## Material
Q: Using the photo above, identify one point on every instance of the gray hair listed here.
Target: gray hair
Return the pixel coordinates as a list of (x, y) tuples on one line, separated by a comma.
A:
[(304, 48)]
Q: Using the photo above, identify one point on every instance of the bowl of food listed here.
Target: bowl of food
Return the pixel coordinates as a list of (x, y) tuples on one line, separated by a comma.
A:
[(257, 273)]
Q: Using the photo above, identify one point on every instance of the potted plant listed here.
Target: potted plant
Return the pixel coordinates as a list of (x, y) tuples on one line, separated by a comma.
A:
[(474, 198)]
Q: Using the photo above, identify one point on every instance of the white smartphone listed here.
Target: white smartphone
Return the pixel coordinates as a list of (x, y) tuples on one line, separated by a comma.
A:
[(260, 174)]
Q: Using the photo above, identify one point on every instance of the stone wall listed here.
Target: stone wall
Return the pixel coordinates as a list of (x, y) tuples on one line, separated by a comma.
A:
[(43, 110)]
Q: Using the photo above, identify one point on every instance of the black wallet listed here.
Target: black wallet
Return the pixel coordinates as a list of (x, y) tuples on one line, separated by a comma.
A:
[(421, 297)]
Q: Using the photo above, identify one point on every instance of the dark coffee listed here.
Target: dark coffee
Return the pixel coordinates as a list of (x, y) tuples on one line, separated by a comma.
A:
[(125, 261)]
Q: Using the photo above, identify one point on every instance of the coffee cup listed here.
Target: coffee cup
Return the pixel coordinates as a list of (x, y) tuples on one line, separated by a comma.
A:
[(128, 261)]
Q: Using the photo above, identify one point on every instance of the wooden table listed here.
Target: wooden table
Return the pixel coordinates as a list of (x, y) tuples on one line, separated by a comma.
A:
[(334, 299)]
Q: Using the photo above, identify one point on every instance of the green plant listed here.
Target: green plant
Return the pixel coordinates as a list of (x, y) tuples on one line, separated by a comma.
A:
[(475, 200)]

## What you have to do
Faithfully copy every entry, leaving nothing out.

## Worked solution
Q: Using the photo above, identify one point on every instance of the gray hair listed here.
Target: gray hair
Return the pixel coordinates as a list of (x, y) tuples on one line, separated by a comma.
A:
[(304, 48)]
Q: Using the photo above, identify one point on every instance of the bowl of food listed here.
Target: bowl of food
Return the pixel coordinates as a list of (x, y) tuples on one line, separated by a comma.
A:
[(257, 273)]
Q: Using the photo above, identify one point on every instance of the potted plant listed here.
Target: potted plant
Return the pixel coordinates as a list of (x, y) tuples on one line, separated by a comma.
A:
[(474, 198)]
Q: Using the photo above, identify one point on every instance of the white smartphone listed here.
Target: white smartphone
Return the pixel coordinates as a list of (x, y) tuples on one line, separated by a comma.
A:
[(260, 174)]
Q: Using the photo above, identify one point on every instance of the stone wall listed here.
Target: stone wall
Return the pixel coordinates as a list of (x, y) tuples on one line, separated by a comma.
A:
[(43, 110)]
Q: Using the photo above, identify one point on every instance of the black wallet listed here.
Target: black wallet
Return the pixel coordinates as a list of (x, y) tuples on one line, separated by a comma.
A:
[(421, 297)]
Q: Using the photo above, identify one point on every instance of the dark coffee listed here.
Target: dark coffee
Return the pixel coordinates as a list of (x, y) tuples on one line, separated by a comma.
A:
[(125, 261)]
Q: Using the photo above, identify one point on every instance of the coffee cup listed here.
Target: coffee cup
Return the pixel coordinates as a list of (x, y) tuples on one line, separated by a comma.
A:
[(128, 261)]
Q: Using the photo above, identify one point on every instance of the wooden table listed here.
Target: wooden table
Return the pixel coordinates as a list of (x, y) tuples on one line, separated by a comma.
A:
[(334, 299)]
Q: Using the photo above, identify one point on every instance of the green plant listed here.
Target: green plant
Return the pixel coordinates as a list of (x, y) tuples on one line, separated by a comma.
A:
[(475, 200)]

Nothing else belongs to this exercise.